_STATED GOAL_: Rescale the entries below by rewriting every line, requests included, and multiplying each point coordinate in the answers by 2.35. Round the results to whole numbers, with halves rounded up.

----

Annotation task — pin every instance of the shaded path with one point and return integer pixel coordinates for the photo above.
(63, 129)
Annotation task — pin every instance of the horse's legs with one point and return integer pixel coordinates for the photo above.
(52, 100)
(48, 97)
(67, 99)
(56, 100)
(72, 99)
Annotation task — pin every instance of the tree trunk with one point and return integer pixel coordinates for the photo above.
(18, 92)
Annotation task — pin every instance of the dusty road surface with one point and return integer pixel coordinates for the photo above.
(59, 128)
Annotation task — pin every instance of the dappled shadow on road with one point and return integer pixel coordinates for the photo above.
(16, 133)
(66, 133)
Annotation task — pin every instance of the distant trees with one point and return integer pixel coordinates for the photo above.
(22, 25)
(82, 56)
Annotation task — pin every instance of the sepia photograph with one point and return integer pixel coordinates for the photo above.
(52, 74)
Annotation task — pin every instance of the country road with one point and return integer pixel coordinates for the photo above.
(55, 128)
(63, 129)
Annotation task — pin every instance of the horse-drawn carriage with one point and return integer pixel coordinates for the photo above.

----

_EXERCISE OUTPUT_:
Annotation task — pin every instance of the shaded path with one point and return integer pixel coordinates for the photo above.
(148, 303)
Annotation task — pin every instance of the horse's legs with one point and return integer pixel coordinates for the photo above.
(122, 235)
(113, 228)
(157, 233)
(132, 235)
(169, 233)
Annotation task — pin every instance of the tree trunk with one point and return integer pixel coordinates for the photo above.
(42, 216)
Annotation task — pin every instance of the dusty road surface with one point and return integer pixel coordinates for the photo above.
(139, 301)
Annotation task — pin every instance of the dappled shadow on road with one point and return integer pixel coordinates for the photo above.
(38, 313)
(155, 313)
Annotation task — pin every instance of the distant trees with one point and return integer pixel coordinates for the photo above.
(52, 59)
(193, 132)
Annotation task — pin every instance of the sepia photograph with one point and return integer pixel coordinates for the photo above.
(122, 174)
Annotation task — pin every instance of the country road with one point and return integer pixel coordinates for the photo above.
(129, 301)
(148, 303)
Annotation task — pin every instance of the horse-drawn carriage with one point and return integer pixel coordinates for the photo above.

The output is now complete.